** Text passage **
= = = = =
Stata: Data Analysis and Statistical Software

Notice: On April 23, 2014, Statalist moved from an email list to a forum, based at statalist.org.

[Date Prev][Date Next][Thread Prev][Thread Next][Date Index][Thread Index]

Re: st: RE: Stata analog to Mata's -strdup()- or better approach?

From	Robert Picard <[email protected]>
To	[email protected]
Subject	Re: st: RE: Stata analog to Mata's -strdup()- or better approach?
Date	Sun, 13 Mar 2011 13:25:07 +0100

Turns out that finding the longest span can be done faster without
string manipulations. Here's a new version:

* -------------------------- begin example ----------------

clear all
input patid str12 estring
1          XXXXX-------
2          --XXX---XXXX
3          -XXXXXX-----
4          -XXX-XXX-XXX
5          XXXX-XX-XXXX
6          X-XX-XX-XXXX
7          X-XXXXX-XXXX
8          X-XXX---XXX-
9          XXXXXXXXXXXX
10         ------------
end

local len = 12

* Find the longest period of continuous eligibility.
= = = = =
** Stored data **
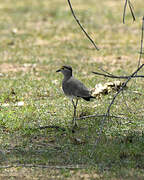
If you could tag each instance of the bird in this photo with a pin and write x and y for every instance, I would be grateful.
= = = = =
** Aim of the task **
In the Statalist post above, what does the author say can be done faster without string manipulations?

** Worked answer **
Finding the longest span.